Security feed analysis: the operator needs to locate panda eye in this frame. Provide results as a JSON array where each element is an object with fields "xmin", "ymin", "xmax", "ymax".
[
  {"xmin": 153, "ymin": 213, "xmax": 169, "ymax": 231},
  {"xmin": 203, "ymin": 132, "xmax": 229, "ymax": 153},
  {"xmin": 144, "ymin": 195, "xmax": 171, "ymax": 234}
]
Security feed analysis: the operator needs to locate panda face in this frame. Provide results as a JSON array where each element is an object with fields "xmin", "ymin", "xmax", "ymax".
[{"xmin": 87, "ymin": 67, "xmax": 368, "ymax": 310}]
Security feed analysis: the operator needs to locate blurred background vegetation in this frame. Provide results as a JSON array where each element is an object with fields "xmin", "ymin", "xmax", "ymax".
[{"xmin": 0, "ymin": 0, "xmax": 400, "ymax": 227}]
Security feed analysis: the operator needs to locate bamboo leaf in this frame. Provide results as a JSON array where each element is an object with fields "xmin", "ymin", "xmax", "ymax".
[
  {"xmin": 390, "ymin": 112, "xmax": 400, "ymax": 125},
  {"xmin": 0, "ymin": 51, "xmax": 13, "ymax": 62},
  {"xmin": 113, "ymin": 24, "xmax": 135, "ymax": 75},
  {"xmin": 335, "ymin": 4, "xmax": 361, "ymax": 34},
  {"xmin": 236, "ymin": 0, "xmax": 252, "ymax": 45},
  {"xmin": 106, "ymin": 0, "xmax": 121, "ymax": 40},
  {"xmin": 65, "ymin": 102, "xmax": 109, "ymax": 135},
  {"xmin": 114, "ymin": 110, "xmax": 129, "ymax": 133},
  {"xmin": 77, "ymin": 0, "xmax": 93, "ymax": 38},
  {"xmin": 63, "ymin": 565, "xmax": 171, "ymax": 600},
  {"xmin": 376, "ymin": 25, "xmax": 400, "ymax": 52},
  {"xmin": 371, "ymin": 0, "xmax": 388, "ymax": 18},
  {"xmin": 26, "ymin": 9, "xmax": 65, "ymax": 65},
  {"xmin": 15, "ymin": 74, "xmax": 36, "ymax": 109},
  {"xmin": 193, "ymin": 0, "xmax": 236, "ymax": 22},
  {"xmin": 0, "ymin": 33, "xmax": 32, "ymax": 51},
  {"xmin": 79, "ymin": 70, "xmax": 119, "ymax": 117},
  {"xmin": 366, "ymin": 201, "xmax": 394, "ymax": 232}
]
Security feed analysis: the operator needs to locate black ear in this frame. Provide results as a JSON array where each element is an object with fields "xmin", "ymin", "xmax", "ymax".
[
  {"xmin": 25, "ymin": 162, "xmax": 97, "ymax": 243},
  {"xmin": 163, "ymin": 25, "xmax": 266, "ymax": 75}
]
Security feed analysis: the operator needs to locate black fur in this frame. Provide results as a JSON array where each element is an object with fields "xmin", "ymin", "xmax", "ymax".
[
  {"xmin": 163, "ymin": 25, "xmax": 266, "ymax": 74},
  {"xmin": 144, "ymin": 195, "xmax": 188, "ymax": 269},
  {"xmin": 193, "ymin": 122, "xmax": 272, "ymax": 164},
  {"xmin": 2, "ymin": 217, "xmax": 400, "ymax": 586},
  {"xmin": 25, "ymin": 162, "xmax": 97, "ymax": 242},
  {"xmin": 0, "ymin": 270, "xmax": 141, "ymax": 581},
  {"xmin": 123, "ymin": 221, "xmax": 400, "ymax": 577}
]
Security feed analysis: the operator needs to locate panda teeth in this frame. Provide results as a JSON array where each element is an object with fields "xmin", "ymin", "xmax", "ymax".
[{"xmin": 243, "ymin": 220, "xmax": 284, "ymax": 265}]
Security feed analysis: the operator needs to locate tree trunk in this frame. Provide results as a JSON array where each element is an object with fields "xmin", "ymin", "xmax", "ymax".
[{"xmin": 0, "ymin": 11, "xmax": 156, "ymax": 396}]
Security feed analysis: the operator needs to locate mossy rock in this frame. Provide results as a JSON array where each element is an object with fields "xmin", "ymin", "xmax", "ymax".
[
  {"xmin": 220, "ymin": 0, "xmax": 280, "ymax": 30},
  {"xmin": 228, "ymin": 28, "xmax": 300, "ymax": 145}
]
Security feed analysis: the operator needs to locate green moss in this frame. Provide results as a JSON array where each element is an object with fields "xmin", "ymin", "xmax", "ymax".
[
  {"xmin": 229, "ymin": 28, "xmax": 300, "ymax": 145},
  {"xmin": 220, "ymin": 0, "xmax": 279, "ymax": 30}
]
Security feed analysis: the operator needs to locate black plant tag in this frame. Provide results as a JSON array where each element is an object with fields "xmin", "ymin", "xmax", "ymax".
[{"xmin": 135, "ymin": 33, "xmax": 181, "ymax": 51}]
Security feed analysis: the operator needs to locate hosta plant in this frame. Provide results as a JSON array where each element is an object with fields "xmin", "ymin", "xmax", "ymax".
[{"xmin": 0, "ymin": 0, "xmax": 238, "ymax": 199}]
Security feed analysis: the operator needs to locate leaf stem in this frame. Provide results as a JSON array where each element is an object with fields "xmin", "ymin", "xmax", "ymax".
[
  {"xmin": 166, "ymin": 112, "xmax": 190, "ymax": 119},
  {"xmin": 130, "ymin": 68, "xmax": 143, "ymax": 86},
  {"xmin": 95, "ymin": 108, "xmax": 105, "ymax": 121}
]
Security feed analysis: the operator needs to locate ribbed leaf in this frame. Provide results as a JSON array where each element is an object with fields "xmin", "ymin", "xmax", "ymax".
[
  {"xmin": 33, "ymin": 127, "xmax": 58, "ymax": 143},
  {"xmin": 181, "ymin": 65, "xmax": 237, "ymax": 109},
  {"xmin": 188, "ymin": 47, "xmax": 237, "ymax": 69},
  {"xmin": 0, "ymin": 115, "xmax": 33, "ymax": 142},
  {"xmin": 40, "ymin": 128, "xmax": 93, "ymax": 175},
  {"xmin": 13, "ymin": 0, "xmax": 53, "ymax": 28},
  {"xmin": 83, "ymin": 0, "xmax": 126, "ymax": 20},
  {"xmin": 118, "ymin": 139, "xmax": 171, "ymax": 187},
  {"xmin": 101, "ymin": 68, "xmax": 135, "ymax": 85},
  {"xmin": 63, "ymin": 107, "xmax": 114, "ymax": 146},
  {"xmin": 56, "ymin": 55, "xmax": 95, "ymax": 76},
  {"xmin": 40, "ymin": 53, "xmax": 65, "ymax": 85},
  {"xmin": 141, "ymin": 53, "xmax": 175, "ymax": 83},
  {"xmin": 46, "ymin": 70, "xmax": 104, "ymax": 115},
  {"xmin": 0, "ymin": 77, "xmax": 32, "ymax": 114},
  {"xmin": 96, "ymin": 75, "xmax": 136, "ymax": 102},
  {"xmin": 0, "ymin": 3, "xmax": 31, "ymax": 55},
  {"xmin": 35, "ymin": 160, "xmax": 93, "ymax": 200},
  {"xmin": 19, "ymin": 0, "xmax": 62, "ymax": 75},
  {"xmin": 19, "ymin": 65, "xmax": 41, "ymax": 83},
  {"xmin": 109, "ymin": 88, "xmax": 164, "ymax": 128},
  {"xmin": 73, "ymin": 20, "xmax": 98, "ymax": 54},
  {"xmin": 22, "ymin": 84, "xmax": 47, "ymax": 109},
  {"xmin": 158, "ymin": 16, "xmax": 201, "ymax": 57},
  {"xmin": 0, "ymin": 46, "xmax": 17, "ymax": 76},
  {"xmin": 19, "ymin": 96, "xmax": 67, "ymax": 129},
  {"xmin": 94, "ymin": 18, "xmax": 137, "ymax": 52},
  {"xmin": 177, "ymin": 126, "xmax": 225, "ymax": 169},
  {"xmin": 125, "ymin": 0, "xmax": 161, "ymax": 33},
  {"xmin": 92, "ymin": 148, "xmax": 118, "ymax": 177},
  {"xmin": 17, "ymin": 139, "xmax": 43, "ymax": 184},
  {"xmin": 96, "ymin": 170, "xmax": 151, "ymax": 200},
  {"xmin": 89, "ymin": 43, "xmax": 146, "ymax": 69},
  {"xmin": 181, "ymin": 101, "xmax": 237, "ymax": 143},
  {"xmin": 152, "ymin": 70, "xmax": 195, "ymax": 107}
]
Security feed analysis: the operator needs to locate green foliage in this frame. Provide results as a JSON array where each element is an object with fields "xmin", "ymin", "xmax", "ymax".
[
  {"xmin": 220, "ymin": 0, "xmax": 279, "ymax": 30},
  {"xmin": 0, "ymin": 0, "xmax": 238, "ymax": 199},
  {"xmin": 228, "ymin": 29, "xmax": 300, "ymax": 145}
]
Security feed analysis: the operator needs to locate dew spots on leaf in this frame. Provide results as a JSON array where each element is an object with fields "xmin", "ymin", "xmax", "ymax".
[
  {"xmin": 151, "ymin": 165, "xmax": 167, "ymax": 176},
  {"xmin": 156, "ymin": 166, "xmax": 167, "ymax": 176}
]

**About this task:** Set down exactly, and only, the lines from the one with "Security feed analysis: the operator needs to locate dew" to the final line of the data.

**Written response:**
Security feed analysis: the operator needs to locate dew spots on leaf in this frame. Provide results as a JSON array where each element is an object with fields "xmin", "ymin", "xmax", "ymax".
[
  {"xmin": 151, "ymin": 165, "xmax": 167, "ymax": 176},
  {"xmin": 156, "ymin": 166, "xmax": 167, "ymax": 176}
]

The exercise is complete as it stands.